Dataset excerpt
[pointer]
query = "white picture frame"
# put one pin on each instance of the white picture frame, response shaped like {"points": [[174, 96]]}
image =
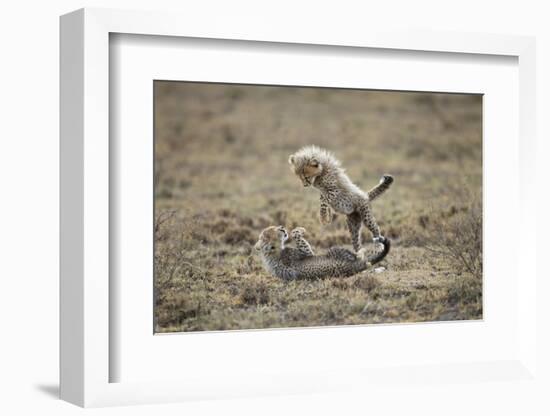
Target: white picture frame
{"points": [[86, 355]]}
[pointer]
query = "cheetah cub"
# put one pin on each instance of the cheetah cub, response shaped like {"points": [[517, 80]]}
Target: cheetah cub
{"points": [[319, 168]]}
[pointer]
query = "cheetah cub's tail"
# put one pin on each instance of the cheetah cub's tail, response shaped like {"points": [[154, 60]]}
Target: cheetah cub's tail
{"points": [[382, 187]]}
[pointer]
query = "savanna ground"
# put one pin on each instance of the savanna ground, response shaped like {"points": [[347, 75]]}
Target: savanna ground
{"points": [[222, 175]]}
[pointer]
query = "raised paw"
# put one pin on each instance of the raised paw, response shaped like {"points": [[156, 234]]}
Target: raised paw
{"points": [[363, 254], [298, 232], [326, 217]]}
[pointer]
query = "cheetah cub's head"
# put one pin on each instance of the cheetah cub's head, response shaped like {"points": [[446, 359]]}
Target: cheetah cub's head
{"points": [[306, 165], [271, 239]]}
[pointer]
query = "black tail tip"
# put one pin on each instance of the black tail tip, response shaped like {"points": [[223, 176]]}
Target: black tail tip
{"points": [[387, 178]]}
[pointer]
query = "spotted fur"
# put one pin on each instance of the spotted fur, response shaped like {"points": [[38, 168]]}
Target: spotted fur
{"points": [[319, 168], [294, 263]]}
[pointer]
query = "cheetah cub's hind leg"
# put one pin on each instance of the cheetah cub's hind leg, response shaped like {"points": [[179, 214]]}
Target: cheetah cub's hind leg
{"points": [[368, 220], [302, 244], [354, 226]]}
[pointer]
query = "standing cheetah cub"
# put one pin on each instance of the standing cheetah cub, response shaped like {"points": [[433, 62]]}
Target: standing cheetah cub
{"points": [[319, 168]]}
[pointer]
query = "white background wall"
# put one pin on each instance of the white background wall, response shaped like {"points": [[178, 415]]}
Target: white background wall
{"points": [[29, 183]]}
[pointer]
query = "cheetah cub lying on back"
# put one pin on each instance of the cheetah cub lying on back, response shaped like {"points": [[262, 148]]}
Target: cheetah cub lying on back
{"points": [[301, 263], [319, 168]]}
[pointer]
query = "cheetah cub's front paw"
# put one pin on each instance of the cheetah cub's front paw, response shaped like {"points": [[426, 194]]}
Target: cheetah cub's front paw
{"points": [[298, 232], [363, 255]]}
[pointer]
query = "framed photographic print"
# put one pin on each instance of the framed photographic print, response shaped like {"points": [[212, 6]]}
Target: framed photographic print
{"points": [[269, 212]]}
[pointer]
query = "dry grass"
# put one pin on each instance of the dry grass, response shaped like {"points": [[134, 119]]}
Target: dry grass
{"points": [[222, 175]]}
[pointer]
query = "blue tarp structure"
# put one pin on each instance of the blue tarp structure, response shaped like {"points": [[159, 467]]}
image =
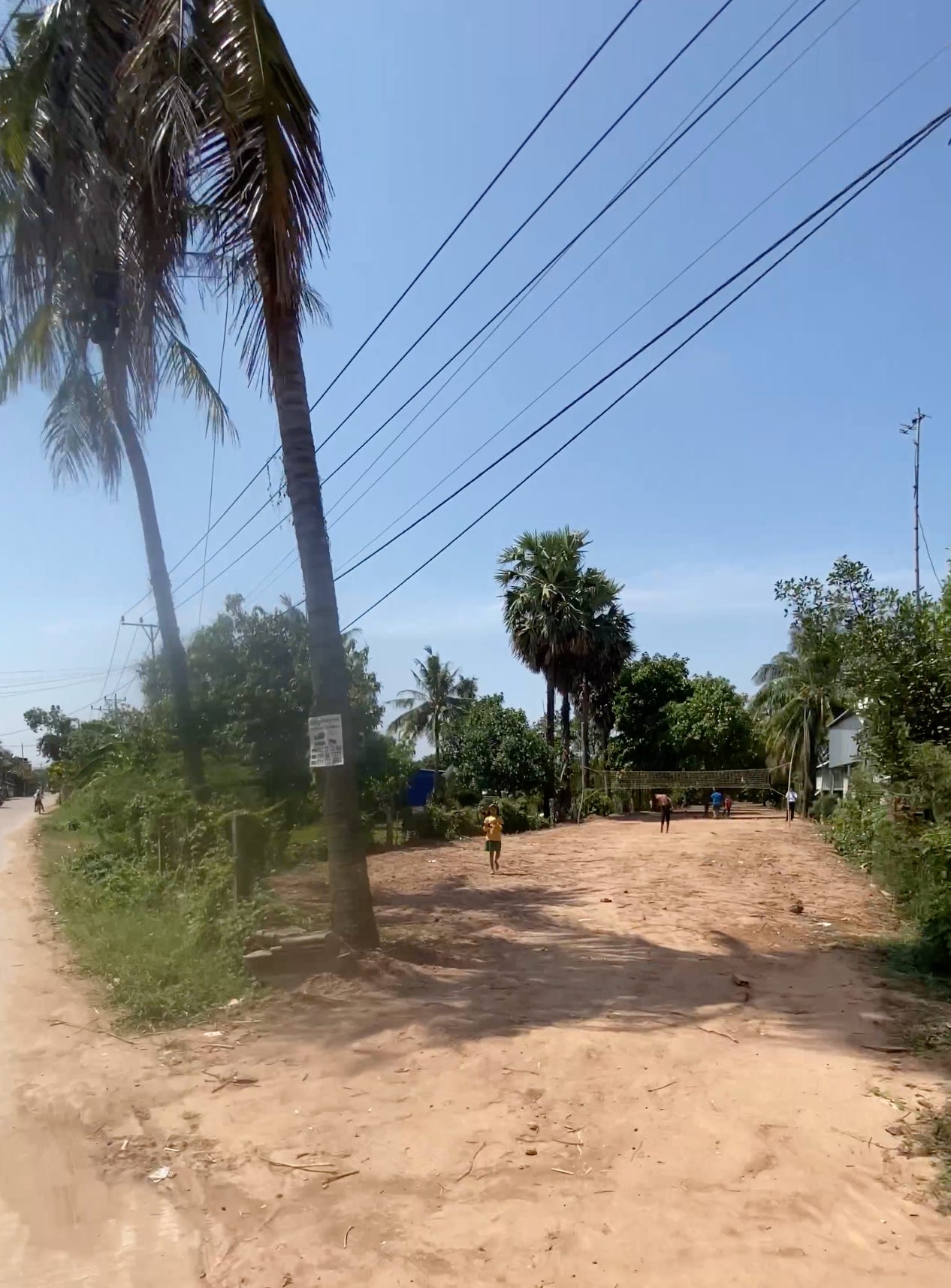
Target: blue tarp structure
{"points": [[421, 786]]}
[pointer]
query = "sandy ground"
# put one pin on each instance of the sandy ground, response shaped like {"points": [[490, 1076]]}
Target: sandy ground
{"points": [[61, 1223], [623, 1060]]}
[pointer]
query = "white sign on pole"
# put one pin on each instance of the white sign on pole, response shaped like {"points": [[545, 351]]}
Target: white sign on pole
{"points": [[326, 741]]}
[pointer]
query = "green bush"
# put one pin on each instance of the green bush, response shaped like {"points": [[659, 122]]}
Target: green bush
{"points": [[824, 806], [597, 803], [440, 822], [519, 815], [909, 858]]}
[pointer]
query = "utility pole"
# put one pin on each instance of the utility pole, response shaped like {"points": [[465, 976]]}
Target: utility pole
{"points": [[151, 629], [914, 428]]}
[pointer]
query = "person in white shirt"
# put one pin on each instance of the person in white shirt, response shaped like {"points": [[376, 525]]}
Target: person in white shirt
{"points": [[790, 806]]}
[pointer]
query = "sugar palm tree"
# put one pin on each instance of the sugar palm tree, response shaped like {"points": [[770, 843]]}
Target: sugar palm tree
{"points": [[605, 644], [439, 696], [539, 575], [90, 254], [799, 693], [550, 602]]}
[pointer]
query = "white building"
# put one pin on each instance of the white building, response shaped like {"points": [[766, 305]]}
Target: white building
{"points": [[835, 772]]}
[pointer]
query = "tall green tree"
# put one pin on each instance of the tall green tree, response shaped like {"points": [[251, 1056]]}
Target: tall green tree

(Written task)
Transcribe the material exactly, leaving every picture out.

(The response)
[pointer]
query = "white picture frame"
# put one pin on each instance of the white picture frame, response shaped like {"points": [[174, 96]]}
image =
Target: white picture frame
{"points": [[86, 355]]}
[pointer]
query = "cheetah cub"
# put one pin on each instance of the cheetah cub, response shaped like {"points": [[517, 80]]}
Target: cheetah cub
{"points": [[319, 168]]}
[pointer]
query = "cheetah cub's tail"
# put one pin on each instance of the cheetah cub's tail, response shaped like {"points": [[154, 60]]}
Target: cheetah cub's tail
{"points": [[382, 187]]}
[pointer]
query = "savanna ground"
# put one pin on each instance of the savanna ground, response shaped like {"points": [[347, 75]]}
Target: savanna ground
{"points": [[222, 175]]}
[pointer]
query = "raised paw"
# put one pin on each instance of the raised paw, response shaped like {"points": [[156, 234]]}
Target: raised paw
{"points": [[363, 254], [298, 232], [326, 217]]}
[pointer]
query = "cheetah cub's head"
# put one pin on each instance of the cheetah cub's head, response shaped like {"points": [[446, 359]]}
Target: cheetah cub's head
{"points": [[306, 165], [271, 239]]}
[pointer]
query = "black tail tip"
# put one pin on each instance of the black tail tip, response shaped like {"points": [[223, 176]]}
Target: black tail tip
{"points": [[387, 178]]}
[pointer]
query = "spotted fur"
# put one pin on each instance of the spotted fur, response shaped like {"points": [[38, 168]]}
Target: spotted fur
{"points": [[319, 168], [294, 263]]}
[pointer]
query = "cheetah cub's hind leg"
# put one pin on each instance of the cheetah cub's hind leg, response shaped like {"points": [[179, 214]]}
Target: cheetah cub's hind leg
{"points": [[368, 220], [302, 244], [354, 226]]}
[pointer]
query = "standing cheetah cub"
# put one pin on each instance of the standing cheetah cub, response shaped like {"points": [[433, 62]]}
Target: standing cheetah cub
{"points": [[319, 168]]}
[pointer]
query = "white background wall"
# put one pin on each instance of the white background wall, response shaped like {"points": [[178, 415]]}
Target: white background wall
{"points": [[29, 183]]}
[pointer]
query = "cheetah cub lying on back"
# put one pin on each instance of the cheetah cub lying on back, response shaped like {"points": [[262, 148]]}
Target: cheetah cub lying on back
{"points": [[301, 263], [319, 168]]}
[pointer]
query = "cheetah cub's front paw"
# put one pin on each instance of the cheetah cub's front paw, response shaped like {"points": [[426, 194]]}
Target: cheetah cub's front paw
{"points": [[298, 232], [363, 255]]}
[pointer]
query = "framed photographic print"
# put one pin on each instance of the framed photographic print, response shaped like {"points": [[212, 6]]}
Target: framed photographic print
{"points": [[269, 212]]}
[pointer]
query = "dry grass"
# put one pin on each instance of the dry grass, response shaped like {"points": [[134, 119]]}
Target: dry grass
{"points": [[222, 175]]}
[pointer]
query = "blue tarp structure"
# put one pin on each instance of the blue tarp structure, response shaped like {"points": [[159, 467]]}
image =
Target: blue tarp structure
{"points": [[421, 786]]}
[pointer]
query = "sandy ground"
# put one pin on each instance of the sandy ground, response shaped like {"points": [[490, 1076]]}
Target: sandy ground
{"points": [[61, 1223], [623, 1060]]}
[pointer]
query = "white sign on pole"
# put one pin on each instance of the white sign on pole, response shaped like {"points": [[545, 351]]}
Target: white sign on pole
{"points": [[326, 741]]}
[pointer]
query = "green bush"
# put one pin on each instance of the green bush, response shaped like {"points": [[659, 122]]}
Target: green bush
{"points": [[824, 806], [597, 803], [440, 822], [519, 815], [909, 858]]}
[pointer]
query = "utility pole"
# put one pin on each instance of the utility pole, response shaped like {"points": [[465, 976]]}
Target: utility pole
{"points": [[151, 629], [914, 428]]}
[pointer]
query = "person in white shirt"
# put one pin on each instance of the person in white shirt, response shaped like {"points": [[376, 525]]}
Target: person in white shirt
{"points": [[790, 806]]}
[pointer]
query = "sugar palm tree"
# put one pin on each instance of the sugar palm tree, response shaped like {"points": [[770, 843]]}
Target: sugar palm tree
{"points": [[605, 644], [439, 696], [539, 575], [90, 254], [799, 693], [550, 602]]}
[pointer]
query = "white building"
# put one pin on each instance of the white building, response shaped like {"points": [[766, 305]]}
Target: white building
{"points": [[835, 772]]}
[pointer]
query = "tall green tree"
# put one pin on each instance of the tall green tree, response shaped like {"points": [[251, 1056]]}
Target: tall green tree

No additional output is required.